Natural-language object grounding data
%%

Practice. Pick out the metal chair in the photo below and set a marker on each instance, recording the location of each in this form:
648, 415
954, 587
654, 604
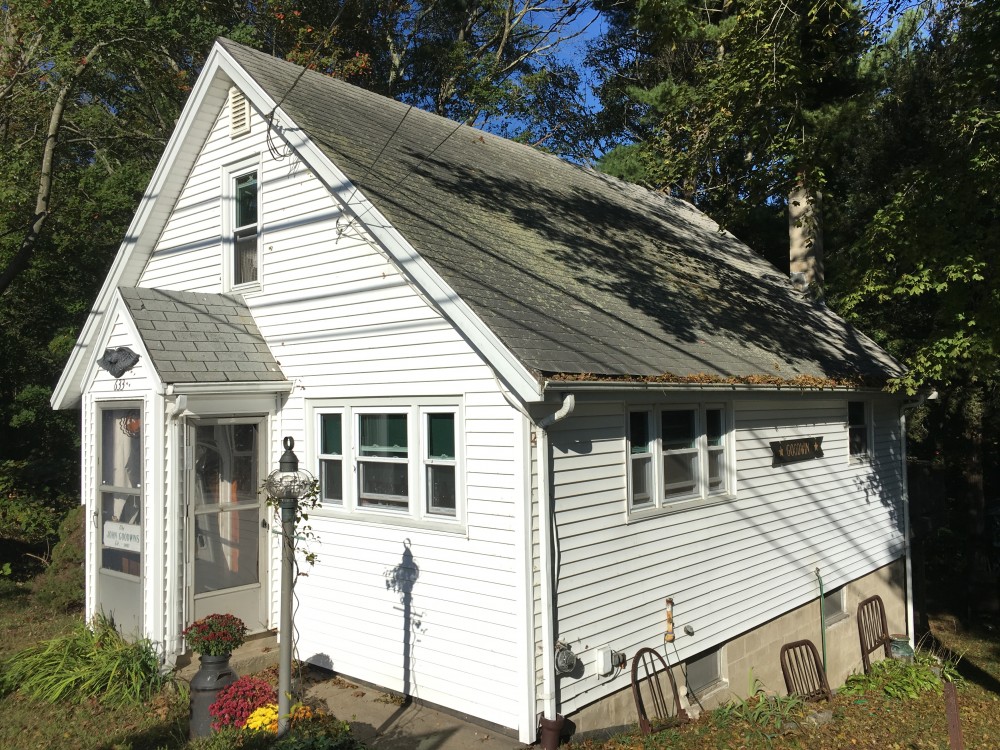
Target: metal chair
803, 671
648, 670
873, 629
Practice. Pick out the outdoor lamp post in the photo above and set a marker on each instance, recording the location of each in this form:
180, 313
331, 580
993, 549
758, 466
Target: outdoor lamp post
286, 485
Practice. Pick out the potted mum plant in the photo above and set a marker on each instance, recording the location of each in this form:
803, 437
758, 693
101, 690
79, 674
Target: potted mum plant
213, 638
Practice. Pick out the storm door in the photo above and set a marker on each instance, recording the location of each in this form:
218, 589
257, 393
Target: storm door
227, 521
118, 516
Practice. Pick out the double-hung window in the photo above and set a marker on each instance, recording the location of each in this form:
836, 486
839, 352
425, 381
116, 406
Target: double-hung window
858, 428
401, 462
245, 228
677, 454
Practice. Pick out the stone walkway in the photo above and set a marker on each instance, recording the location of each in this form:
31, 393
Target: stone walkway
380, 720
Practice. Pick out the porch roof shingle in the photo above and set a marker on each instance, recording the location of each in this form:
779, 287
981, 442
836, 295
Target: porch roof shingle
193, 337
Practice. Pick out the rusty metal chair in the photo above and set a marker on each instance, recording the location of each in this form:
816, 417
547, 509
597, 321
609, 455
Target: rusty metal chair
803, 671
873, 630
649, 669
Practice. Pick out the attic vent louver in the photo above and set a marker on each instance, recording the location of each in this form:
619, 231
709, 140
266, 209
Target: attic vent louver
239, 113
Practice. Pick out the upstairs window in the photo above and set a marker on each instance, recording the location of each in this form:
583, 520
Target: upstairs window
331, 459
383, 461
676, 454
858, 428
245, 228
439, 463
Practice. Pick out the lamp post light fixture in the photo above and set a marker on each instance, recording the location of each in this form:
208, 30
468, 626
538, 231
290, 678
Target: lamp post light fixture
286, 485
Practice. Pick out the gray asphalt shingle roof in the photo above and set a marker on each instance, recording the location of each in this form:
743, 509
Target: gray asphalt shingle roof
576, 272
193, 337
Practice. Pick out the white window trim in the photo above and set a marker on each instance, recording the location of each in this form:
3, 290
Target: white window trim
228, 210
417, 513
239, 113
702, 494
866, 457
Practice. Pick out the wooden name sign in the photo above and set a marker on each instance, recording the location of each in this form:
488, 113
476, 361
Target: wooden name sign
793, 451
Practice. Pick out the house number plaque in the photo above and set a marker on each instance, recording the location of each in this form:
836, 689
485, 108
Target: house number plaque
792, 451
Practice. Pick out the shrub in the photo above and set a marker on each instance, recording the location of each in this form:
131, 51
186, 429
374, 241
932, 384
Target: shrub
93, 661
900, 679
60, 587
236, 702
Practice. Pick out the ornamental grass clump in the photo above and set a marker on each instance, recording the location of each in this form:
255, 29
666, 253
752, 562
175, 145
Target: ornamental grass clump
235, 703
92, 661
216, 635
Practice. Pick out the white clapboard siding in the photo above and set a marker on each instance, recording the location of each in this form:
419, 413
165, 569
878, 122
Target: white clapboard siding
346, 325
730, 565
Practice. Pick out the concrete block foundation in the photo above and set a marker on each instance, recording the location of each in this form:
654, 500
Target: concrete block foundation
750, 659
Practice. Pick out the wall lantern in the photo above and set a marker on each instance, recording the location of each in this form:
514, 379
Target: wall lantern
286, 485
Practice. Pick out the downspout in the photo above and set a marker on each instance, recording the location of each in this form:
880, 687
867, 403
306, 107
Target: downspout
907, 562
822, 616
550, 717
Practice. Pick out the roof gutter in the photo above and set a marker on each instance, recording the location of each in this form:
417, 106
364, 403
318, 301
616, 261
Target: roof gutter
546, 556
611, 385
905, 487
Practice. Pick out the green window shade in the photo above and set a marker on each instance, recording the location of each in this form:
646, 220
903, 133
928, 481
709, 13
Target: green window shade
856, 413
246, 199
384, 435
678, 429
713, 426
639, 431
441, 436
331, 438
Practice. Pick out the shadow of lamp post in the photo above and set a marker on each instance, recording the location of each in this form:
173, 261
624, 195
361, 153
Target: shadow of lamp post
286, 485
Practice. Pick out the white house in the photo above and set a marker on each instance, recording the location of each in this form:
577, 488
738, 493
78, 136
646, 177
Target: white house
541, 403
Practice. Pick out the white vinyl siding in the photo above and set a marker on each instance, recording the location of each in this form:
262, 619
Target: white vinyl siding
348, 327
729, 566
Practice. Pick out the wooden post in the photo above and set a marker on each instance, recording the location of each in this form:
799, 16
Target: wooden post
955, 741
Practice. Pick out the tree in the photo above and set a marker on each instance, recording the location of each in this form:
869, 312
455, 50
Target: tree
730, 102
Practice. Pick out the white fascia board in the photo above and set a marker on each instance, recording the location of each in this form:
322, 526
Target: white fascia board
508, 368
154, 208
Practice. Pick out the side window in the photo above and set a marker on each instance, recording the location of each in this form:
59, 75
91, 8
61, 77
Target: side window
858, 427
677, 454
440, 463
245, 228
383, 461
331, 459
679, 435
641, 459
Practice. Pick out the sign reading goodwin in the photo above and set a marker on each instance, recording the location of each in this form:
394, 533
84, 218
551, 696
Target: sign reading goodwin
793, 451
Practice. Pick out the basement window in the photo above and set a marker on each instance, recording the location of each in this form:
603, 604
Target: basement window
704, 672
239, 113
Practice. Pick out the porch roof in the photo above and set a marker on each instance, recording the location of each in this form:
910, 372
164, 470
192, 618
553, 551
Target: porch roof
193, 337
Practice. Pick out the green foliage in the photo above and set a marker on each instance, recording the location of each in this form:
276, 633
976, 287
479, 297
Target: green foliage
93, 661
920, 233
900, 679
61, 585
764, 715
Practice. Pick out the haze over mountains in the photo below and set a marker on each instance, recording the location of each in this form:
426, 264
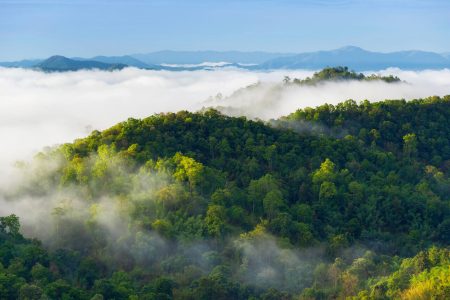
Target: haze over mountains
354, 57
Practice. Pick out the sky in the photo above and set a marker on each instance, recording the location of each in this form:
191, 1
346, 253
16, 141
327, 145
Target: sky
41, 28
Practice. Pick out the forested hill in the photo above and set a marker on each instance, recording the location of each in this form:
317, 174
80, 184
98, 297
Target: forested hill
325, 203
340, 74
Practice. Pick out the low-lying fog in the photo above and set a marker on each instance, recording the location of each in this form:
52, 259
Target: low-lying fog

%%

THE PROBLEM
Which lines hold the word "lying"? Copy each of them from the records.

RESULT OF THIS TASK
Practice. Pick out the low-lying fog in the photo above and set a marker on each instance, recording the location of each in this form:
Target: low-lying fog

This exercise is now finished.